** begin Text shown **

Thursday, July 29, 2010

She is He and He is She!


I have noticed in the past several days that the trials in the dating life that I am enduring and have endured, women have as well. Why is this a surprise? Because I have ALWAYS thought that women have had the upper hand in this whole relationship game. For the most part I still do, but maybe they have been the recipient of the same mess I have been though…just on opposite side of the gender gap.

I can admit that I am not ready for a relationship, but I am ready to mingle and see where things can go. Knowing the latter means a lot, because for the first time I am able to actually say that I should not be in a relationship, because I will probably mess it up, try to impress her and get mad that she is not impressed by my actions and words, hook up with a chick because she wants something that I am not giving...like money, or just for miscellaneous reasons. I really need to get myself together before it is too late. I can say that I have some pretty cool female friends that listen to me and that I do not group them into the same category as all other women, but it takes time to get them there…remember I don’t trust anyone.

This is a process and it may take a long while. This does not mean that my sexual activity will subside…maybe it will, but I know and I have made it known (as she has also) that we are just doing this for our own purposes. I know it is not supposed to be like that, but I might change my mind. Maybe the introduction of sex into anything messes it up. We shall soon see, but I now have a clearer understanding that men and women do each other dirty, BUT I still believe women have the advantage. Until I meet a woman that can change my mind (and I probably won’t) my view will stay the same.

I Love You, But God Love’s You More!

Tuesday, July 27, 2010

It's Time!

There comes a point when you realize that if you don't do something to stop the bleeding (no pun intended), end the madness, recognize and end the pain, that it will kill you or destroy you. I have made the first step today. I am very close to going over the edge, if I haven't already, so I am going to do something about it and at this point I don't really care what anyone might think...even those of you who are reading this. I understand that I am one of the smartest people in the world, yes I am a genius, but then I should be able to recognize that I can not do this alone any longer. I also realize that I am the person to blame for some of this and that I have let it go too far, so I have to stop it. I have to be the one to make the changes and make things better.

It has been years and years of of me taking it and just letting it settle in me. The it being pain, anguish, hurt, dispair, and now add anger, anxiety, and of course depression. What makes me happy? I know that music does. There is nothing like being on stage and performing. Chemistry, I hate to say it right now is not making me happy, it is something that I love dearly, but it is not helping my mental aches and pains. It is not soothing my soul as it should be...so there needs to be an intervwntion before I am no more. I might blog more often than I have in recent months...and we will see how it goes. I do know that I have already mentally prepared and made a change and what I will do on Monday puts my plan in action. So once again I say...it's time!!

** end Text shown **
** begin Dataset excerpt **

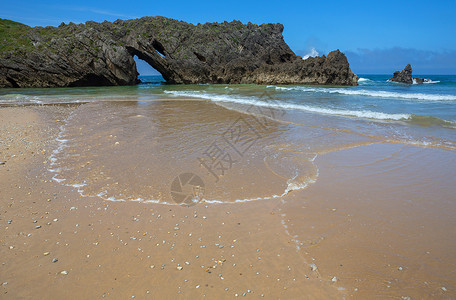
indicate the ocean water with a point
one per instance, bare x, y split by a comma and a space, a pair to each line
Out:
175, 129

** end Dataset excerpt **

Carry on the blog posts from the point where they stop. The listing plays no part in what comes next.

§ Result
I Love You, But God Love's You More!

Wednesday, July 21, 2010

The Re-Introduction!


I have done a lot of "cutting off" lately. I have "cut off" people, started some new habits, and venturing out slowly but surely. It is a new re-introducing of myself...again. What that means in its entirety I do not know but, it seems I have to do it. As I have written in previous entries I have grown tired of the lip-service people happen to bring...friends and otherwise... and though some may find that I am being negative, I am being realistic. I am really tired of the stupidity and if I don't "cut off" the things that bother me...and don't speak on then I feel I am doing a service of malice to myself! It just brings to mind the humanistic stupidity that we ALL have. There are so many ideas of good and evil, right and wrong, negativity and positivity, with the billions of people on Earth, we just fight and bicker over it to the point of physical violence. I digress. I am entering a new period of re-introduction to the world. I can not say I do not like who and what I am right now, but sometimes a clearer definition without the frills is a good thing.

I Love You, But God Loves You More!

Tuesday, July 13, 2010

Disappointment Appointments!

I have really had enough of the disappointment individuals throw at you. It is a damn shame. I suppose it is because I have this high standard that I hold people to, and that people want to be separated from others, but I don't do that. Friends get offended when I group them together, but yet I see them as the same. I suppose that is a flaw that I have but it comes back to the point of being tired of disappointment. I wish people would take more responsibility of what comes out their mouth and what they contract themselves to do for others. I think that if that type of action is done in most cases things would be better. We will see though, we will see.


I Love You, But God Loves You More!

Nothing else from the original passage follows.